(Source records)
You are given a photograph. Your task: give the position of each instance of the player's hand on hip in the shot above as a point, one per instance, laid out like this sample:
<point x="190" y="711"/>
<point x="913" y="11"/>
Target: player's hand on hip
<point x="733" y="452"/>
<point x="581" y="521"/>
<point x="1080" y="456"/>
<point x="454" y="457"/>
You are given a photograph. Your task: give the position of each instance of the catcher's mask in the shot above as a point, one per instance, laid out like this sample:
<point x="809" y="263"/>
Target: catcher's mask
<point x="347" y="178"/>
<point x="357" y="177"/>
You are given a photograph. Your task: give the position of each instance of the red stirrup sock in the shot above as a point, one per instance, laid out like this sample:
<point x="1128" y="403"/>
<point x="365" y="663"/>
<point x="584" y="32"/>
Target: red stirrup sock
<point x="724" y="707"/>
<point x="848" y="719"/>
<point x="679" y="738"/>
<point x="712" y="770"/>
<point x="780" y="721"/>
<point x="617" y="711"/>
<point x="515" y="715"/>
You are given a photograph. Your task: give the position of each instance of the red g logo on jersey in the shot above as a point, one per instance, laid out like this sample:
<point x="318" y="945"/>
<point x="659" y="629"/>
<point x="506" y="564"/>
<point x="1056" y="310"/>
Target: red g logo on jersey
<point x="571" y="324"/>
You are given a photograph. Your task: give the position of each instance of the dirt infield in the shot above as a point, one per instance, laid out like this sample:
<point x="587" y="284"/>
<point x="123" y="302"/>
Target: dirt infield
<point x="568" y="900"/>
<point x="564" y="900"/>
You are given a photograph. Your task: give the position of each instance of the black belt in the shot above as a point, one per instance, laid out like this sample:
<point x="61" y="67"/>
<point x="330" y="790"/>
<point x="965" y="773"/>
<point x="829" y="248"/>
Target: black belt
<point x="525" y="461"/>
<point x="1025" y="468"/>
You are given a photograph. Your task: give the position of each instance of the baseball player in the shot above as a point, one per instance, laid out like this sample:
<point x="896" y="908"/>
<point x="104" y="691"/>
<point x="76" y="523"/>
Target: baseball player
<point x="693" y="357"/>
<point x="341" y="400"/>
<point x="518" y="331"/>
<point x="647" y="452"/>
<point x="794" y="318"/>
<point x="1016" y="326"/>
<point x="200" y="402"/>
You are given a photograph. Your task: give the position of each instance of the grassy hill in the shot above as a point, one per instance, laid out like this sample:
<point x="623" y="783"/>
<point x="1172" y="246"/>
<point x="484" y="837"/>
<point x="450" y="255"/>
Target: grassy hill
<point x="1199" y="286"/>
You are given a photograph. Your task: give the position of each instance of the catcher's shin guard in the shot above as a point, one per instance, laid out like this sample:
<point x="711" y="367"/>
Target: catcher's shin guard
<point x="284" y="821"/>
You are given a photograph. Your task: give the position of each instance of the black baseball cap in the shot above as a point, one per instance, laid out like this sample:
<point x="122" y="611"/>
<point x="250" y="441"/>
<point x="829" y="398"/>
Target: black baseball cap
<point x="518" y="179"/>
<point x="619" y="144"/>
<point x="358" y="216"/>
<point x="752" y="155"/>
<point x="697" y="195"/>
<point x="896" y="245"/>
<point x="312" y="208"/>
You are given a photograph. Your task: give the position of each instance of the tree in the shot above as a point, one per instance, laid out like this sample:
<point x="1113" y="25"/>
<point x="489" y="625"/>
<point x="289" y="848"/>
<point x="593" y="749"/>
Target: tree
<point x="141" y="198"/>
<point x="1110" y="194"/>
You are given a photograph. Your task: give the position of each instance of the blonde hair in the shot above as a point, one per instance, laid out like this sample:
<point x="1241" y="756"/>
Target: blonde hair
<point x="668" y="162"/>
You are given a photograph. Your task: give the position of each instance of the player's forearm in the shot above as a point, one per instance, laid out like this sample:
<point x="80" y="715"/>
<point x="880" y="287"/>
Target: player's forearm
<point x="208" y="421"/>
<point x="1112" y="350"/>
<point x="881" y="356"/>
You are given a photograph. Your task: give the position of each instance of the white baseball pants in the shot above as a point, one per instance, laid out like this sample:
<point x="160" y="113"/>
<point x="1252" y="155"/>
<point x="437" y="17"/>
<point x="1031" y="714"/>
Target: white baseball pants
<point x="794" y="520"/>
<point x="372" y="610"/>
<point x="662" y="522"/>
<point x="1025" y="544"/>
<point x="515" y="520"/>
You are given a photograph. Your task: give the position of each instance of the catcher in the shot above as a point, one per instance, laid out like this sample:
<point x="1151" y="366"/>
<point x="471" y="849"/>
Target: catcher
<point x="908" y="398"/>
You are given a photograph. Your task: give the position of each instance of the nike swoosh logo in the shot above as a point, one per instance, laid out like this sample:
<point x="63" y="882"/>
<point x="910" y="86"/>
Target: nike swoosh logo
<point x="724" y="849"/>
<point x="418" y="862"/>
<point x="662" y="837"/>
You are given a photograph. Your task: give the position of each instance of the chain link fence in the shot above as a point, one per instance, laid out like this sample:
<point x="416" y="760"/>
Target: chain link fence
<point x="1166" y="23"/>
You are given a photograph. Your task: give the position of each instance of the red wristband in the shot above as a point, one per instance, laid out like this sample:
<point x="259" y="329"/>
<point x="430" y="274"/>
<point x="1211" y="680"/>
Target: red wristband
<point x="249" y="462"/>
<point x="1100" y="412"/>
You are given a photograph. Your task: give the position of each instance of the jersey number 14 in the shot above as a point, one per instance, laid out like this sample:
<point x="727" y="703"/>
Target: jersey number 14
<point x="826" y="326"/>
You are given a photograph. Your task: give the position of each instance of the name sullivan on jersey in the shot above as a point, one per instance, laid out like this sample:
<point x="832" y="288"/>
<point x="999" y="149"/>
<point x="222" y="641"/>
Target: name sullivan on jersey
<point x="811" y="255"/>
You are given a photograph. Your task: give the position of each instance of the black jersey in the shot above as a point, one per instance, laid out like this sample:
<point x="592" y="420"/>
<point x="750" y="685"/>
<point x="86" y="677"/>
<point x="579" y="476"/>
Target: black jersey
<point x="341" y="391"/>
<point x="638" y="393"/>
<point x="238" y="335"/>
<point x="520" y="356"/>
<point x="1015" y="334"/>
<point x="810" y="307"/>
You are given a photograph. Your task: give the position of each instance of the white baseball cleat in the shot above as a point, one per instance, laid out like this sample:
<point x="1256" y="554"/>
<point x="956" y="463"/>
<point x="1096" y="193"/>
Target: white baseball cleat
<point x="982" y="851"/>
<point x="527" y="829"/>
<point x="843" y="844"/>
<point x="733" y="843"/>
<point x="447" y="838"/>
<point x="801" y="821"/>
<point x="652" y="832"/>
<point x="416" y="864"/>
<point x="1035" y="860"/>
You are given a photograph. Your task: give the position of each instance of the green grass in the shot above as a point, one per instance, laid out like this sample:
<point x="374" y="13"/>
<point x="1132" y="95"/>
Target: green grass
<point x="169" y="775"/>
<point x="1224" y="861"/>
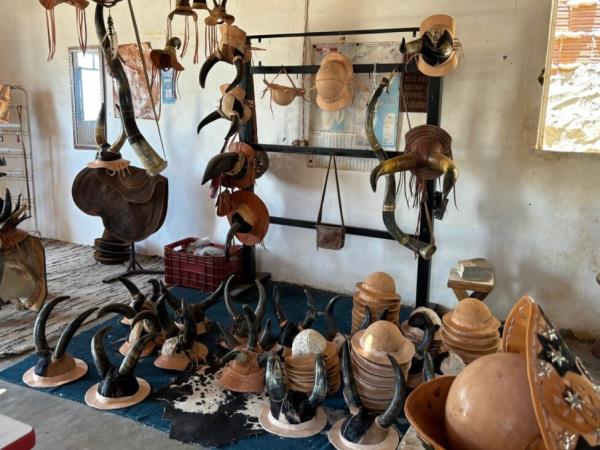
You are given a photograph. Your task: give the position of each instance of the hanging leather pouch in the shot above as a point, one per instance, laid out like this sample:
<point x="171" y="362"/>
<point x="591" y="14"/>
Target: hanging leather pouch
<point x="331" y="237"/>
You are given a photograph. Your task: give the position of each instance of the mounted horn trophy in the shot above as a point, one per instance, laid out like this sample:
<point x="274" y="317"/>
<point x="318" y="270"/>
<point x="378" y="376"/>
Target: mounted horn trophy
<point x="423" y="249"/>
<point x="232" y="49"/>
<point x="131" y="202"/>
<point x="119" y="387"/>
<point x="22" y="258"/>
<point x="55" y="367"/>
<point x="290" y="413"/>
<point x="243" y="371"/>
<point x="364" y="428"/>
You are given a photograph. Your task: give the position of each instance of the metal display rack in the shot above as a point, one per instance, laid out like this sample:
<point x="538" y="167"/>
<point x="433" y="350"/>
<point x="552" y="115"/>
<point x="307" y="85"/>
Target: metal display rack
<point x="17" y="150"/>
<point x="248" y="134"/>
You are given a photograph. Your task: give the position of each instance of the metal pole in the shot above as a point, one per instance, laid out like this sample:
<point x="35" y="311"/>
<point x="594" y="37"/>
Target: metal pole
<point x="434" y="110"/>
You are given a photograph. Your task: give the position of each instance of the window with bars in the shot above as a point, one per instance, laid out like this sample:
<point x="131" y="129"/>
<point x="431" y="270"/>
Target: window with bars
<point x="570" y="119"/>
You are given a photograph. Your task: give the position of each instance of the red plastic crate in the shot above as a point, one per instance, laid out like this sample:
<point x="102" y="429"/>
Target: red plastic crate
<point x="200" y="272"/>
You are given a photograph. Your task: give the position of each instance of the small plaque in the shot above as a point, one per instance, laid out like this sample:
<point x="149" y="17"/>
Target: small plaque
<point x="414" y="90"/>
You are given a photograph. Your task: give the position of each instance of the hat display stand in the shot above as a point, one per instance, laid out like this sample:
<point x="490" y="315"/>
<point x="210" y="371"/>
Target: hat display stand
<point x="470" y="330"/>
<point x="248" y="134"/>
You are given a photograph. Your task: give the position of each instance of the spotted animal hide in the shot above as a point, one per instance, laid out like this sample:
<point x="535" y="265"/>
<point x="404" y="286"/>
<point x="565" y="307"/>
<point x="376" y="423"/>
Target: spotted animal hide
<point x="202" y="412"/>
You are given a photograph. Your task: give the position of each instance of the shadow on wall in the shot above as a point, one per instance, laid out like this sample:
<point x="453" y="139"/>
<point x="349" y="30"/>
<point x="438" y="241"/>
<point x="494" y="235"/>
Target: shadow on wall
<point x="47" y="157"/>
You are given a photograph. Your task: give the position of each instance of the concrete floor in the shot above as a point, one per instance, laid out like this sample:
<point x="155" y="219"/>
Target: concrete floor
<point x="66" y="425"/>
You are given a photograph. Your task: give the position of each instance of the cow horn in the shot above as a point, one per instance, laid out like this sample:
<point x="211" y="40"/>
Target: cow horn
<point x="69" y="332"/>
<point x="252" y="328"/>
<point x="228" y="302"/>
<point x="261" y="306"/>
<point x="389" y="416"/>
<point x="351" y="394"/>
<point x="332" y="329"/>
<point x="117" y="308"/>
<point x="39" y="328"/>
<point x="422" y="321"/>
<point x="230" y="341"/>
<point x="220" y="164"/>
<point x="208" y="119"/>
<point x="208" y="64"/>
<point x="147" y="316"/>
<point x="311" y="310"/>
<point x="319" y="392"/>
<point x="367" y="320"/>
<point x="99" y="356"/>
<point x="279" y="313"/>
<point x="134" y="354"/>
<point x="274" y="381"/>
<point x="428" y="367"/>
<point x="238" y="62"/>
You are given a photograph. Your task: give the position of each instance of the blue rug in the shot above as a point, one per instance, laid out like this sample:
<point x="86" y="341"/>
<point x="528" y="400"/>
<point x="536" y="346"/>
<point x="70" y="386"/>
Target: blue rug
<point x="151" y="412"/>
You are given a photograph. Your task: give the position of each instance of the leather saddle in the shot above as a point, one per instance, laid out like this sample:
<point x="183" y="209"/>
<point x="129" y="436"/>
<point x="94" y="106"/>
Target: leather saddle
<point x="131" y="203"/>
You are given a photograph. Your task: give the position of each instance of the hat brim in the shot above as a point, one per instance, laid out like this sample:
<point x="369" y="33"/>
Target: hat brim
<point x="402" y="357"/>
<point x="181" y="362"/>
<point x="344" y="100"/>
<point x="425" y="410"/>
<point x="259" y="221"/>
<point x="97" y="401"/>
<point x="34" y="381"/>
<point x="336" y="439"/>
<point x="302" y="430"/>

__EXERCISE DESCRIPTION__
Copy, exactly and only, the lines above that begin with the one containing "Target: catcher's mask" and finish with the one containing "of the grassy".

__TASK RESPONSE__
Target: catcher's mask
<point x="347" y="178"/>
<point x="357" y="177"/>
You are given a photograph. Your task: give the position of each instance of the red stirrup sock in the shot above as a point, one per instance, laid out like this sample:
<point x="1128" y="403"/>
<point x="365" y="663"/>
<point x="584" y="32"/>
Target: red stirrup sock
<point x="724" y="707"/>
<point x="848" y="719"/>
<point x="679" y="738"/>
<point x="712" y="770"/>
<point x="780" y="721"/>
<point x="617" y="711"/>
<point x="515" y="715"/>
You are given a photograph. Your task: give the position of each instance of the red g logo on jersey in the shot above as a point, one per instance, laid out like this sample:
<point x="318" y="945"/>
<point x="659" y="629"/>
<point x="506" y="564"/>
<point x="1056" y="310"/>
Target: red g logo on jersey
<point x="571" y="324"/>
You are given a photograph. Your task: give the position of each instance of the dirt infield in the shot above as a point, one per instance, laid out like this sample:
<point x="587" y="284"/>
<point x="123" y="302"/>
Target: dirt infield
<point x="568" y="900"/>
<point x="564" y="900"/>
You are given a photograph. Your task: give the position of each instance of the black belt in the shot above as a point, one per instance, laid out like this sample:
<point x="61" y="67"/>
<point x="330" y="790"/>
<point x="965" y="773"/>
<point x="829" y="248"/>
Target: black belt
<point x="525" y="461"/>
<point x="1025" y="468"/>
You are given a photograph. Your task: give the position of each instance of the baseball player in the shot above as a point, one per instance, laid out like this sample:
<point x="896" y="908"/>
<point x="104" y="691"/>
<point x="76" y="523"/>
Target: baseball player
<point x="693" y="357"/>
<point x="341" y="400"/>
<point x="518" y="331"/>
<point x="647" y="452"/>
<point x="794" y="318"/>
<point x="1016" y="326"/>
<point x="200" y="402"/>
You are given a photograph. Your task: give the position of each instance of the grassy hill in the shot above as a point, one per instance, laid out like this sample:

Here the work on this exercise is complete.